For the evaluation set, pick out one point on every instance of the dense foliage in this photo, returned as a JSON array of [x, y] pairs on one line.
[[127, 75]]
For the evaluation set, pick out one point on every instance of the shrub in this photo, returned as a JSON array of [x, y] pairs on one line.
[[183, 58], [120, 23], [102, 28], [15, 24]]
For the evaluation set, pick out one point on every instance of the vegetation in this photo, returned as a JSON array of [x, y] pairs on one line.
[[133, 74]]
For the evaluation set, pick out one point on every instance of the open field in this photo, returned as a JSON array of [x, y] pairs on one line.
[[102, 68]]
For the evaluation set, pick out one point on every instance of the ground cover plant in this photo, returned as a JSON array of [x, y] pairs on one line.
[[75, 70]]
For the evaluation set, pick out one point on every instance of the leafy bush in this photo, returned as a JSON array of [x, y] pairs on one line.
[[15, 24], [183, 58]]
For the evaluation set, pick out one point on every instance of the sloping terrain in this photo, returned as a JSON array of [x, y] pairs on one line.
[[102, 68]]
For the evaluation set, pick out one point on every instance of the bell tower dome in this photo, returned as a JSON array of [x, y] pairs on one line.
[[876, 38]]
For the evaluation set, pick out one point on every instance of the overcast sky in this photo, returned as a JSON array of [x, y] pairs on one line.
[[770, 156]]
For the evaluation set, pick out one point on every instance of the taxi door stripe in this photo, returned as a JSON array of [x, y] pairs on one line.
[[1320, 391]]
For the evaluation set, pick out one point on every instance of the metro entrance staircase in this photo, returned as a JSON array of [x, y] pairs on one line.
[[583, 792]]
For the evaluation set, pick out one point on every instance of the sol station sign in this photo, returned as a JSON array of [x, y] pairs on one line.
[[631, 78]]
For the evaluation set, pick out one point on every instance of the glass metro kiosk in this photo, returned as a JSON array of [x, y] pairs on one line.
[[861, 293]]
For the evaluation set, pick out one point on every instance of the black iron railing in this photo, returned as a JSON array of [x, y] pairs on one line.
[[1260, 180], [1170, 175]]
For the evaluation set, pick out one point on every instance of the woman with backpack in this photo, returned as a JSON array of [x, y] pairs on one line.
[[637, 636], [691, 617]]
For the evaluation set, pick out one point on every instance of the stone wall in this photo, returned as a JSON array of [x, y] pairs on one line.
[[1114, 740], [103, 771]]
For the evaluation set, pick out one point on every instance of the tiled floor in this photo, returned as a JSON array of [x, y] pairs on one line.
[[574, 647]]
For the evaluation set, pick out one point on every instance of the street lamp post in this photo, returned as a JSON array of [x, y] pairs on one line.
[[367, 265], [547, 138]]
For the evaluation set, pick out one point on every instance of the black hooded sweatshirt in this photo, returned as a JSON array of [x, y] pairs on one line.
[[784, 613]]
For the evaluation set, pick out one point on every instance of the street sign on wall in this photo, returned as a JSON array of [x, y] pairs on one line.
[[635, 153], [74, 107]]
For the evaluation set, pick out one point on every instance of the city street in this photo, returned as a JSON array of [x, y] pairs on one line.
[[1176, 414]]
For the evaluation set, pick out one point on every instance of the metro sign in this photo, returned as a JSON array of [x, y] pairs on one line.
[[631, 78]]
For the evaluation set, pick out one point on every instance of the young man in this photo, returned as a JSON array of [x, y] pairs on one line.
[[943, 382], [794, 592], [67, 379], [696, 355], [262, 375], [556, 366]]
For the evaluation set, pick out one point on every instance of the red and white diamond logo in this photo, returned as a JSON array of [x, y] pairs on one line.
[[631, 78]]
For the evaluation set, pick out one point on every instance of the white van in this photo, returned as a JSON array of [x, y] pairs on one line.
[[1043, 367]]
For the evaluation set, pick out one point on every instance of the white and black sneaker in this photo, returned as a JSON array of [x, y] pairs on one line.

....

■ Set problem ■
Update the entries above, changing every occurrence of "evaluation set" to "test set" and leaving all other text as it is.

■ Problem solution ■
For the test set, pick out one point on every instance of the dense foliage in this photo, returned as a JSON array of [x, y] pairs on one line.
[[127, 75]]
For the test set, pick out one point on every instance of the shrub in this photo, returned as a JSON array of [x, y] pairs on one line.
[[183, 58], [120, 23], [102, 28], [15, 24]]
For the test set, pick out one point on every instance of the vegetation in this photo, returned as a JSON array of [x, y] pairs on one line.
[[133, 74]]
For the test set, pick out one point on every instance of the open field in this photo, returned as a JSON array of [x, y] pairs on one line.
[[102, 68]]
For the test set, pick out one point on every instance of the ground cover plant in this photo, returned as a JSON array of [x, y] pairs on one line.
[[75, 70]]
For the test set, pick out one point on every instance of the leafy bush in this photo, returned as a JSON array of [x, y] pairs on one line.
[[15, 24], [183, 58]]
For the test set, pick out one point on every instance of the sloping terrain in this photo, returned as a JSON array of [x, y] pairs on one line.
[[102, 68]]
For the test set, pick out one point on every instance of the bell tower dome in this photo, returned as a JSON array of [x, y] pairs on one line.
[[876, 38]]
For the test set, pick out one point on every instance of the overcast sky in this photo, returned as a JSON array of [x, y] pairs on one line.
[[770, 156]]
For the test set, pick out one point on every instance of the taxi door stripe in this photo, returned as a JSON array of [x, y] pairs on one line.
[[1320, 391]]
For the test set, pick out one point on every instance of the metro entrance staircase in this photo, returned as a JSON array of [x, y] pairs on one line.
[[583, 792]]
For the test set, pick out one point on every instance of the sol station sign in this photo, returned as a JSON array of [x, y] pairs on one line.
[[631, 78]]
For the test set, pick out one point on every instance of the glass metro kiosk in this photo, returned as a JSON array of [x, y] pairs on one line.
[[861, 293]]
For the test set, pick out one point on every instance of the black iron railing in this photo, returned as a JSON array of [x, y] pairs on one line.
[[1260, 180], [1170, 175]]
For the test set, pick out one point on every instance of the woman with backpack in this photo, returned as a JSON array of [x, y] pairs on one line.
[[637, 636], [691, 617]]
For the test set, pick out one point on every instance of the stone wall in this photo, returned as a JSON array of [x, y] pairs on one line.
[[1114, 740], [103, 771]]
For the test set, pick out one point on every instance of the tiled floor in this photo, returned as a JSON array of [x, y] pairs on one line.
[[574, 647]]
For the test set, pick out one point on every instance of the street lamp post in this photo, returned as a JSON array of [x, y] pairs on one line.
[[367, 265], [547, 138]]
For the test set, pick out one point on every instance of the black hooded sweatshirt in this photo, returned as a JSON array of [x, y] pairs on one line.
[[784, 613]]
For the test set, pick out one point on every instance of the street sign on wall in this photo, returned as a JSON array of [x, y] pairs on one line.
[[635, 153], [74, 107]]
For the test set, pick out one point on every instance of the city street in this photo, returned as a JSON array of [x, y] pairs on one line.
[[1176, 414]]
For the test set, pick out one point on every instance of the metro sign in this photo, returned as a JSON array of [x, y] pairs on one line.
[[631, 78]]
For the test set, pick out one point on every instance of the young man in this photo, returned as a JSON array of [x, y] pairs on one line.
[[943, 382], [794, 592], [67, 379], [696, 355], [262, 375], [556, 366]]
For the test set, pick out one point on every instance of the red and white diamond logo in this photo, returned as a JSON array of [x, y] pairs on one line.
[[631, 78]]
For the test set, pick out one point on every instance of the white van in this photo, returned as a JSON array of [x, y] pairs on one line.
[[1043, 367]]
For the test set, pick out one point on every instance of the white and black sneaker in this photo, returned as a JSON array of [x, y] pairs on one line.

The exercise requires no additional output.